• Atividade
No texto sobre decisões da Justiça do Trabalho, reescreva o trecho entre "Protocolo de gênero é" e "de Justiça (CNJ).", inclusive, substituindo "assistente geral" por "auxiliar administrativa".

• Texto para leitura
==================================================

Assédio Moral, Discriminação no Trabalho e Justa Causa por Conduta em Redes Sociais | Edição #25

Nesta edição, destacamos decisões relevantes da Justiça do Trabalho que reforçam a importância da dignidade, da inclusão e da responsabilidade no ambiente profissional. Entre os casos, estão a aplicação do Protocolo de Gênero em condenação por assédio moral e rescisão indireta, a responsabilização de empresas por dispensas discriminatórias envolvendo deficiência visual e racismo, e a manutenção de justa causa aplicada a motorista que divulgou vídeo no TikTok expondo conduta imprudente e a imagem da empregadora. As decisões reafirmam o compromisso da Justiça com a proteção dos trabalhadores e a necessidade de políticas empresariais alinhadas à ética e ao respeito. Confira os destaques a seguir!

Protocolo para julgamento com perspectiva de gênero 2021
Fonte: CNJ

Protocolo de gênero é aplicado para reconhecimento de rescisão indireta e danos morais a trabalhadora

Sentença da 1ª Vara de Trabalho de Suzano-SP condenou loja de materiais de construção a indenizar assistente geral em R$ 30 mil em razão de assédio moral. Também converteu pedido de demissão da empregada em rescisão indireta, considerando a conduta da empregadora uma falta grave. A decisão aplicou o Protocolo para Julgamento com Perspectiva do Gênero, do Conselho Nacional de Justiça (CNJ). 

A trabalhadora alegou, no processo, maus-tratos, humilhações e ofensas por parte dos proprietários da empresa, que incluíam o uso de termos pejorativos como “biscatinha” e adjetivos como “inútil” e “preguiçosa”, além de comentários negativos sobre sua estatura e voz. Afirmou, ainda, que a organização não disponibilizava assentos adequados para os funcionários, obrigando-os a permanecer em pé durante toda a jornada.

==================================================

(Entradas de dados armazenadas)
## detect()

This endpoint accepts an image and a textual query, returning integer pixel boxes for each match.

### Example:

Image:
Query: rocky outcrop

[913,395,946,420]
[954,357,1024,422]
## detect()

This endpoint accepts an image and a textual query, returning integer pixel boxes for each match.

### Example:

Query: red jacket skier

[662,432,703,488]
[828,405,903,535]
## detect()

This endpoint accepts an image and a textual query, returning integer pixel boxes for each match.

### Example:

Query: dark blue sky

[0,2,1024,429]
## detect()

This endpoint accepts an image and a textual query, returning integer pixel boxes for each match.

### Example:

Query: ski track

==================================================

• Solução
Protocolo de gênero é aplicado para reconhecimento de rescisão indireta e danos morais a trabalhadora

Sentença da 1ª Vara de Trabalho de Suzano-SP condenou loja de materiais de construção a indenizar auxiliar administrativa em R$ 30 mil em razão de assédio moral. Também converteu pedido de demissão da empregada em rescisão indireta, considerando a conduta da empregadora uma falta grave. A decisão aplicou o Protocolo para Julgamento com Perspectiva do Gênero, do Conselho Nacional de Justiça (CNJ).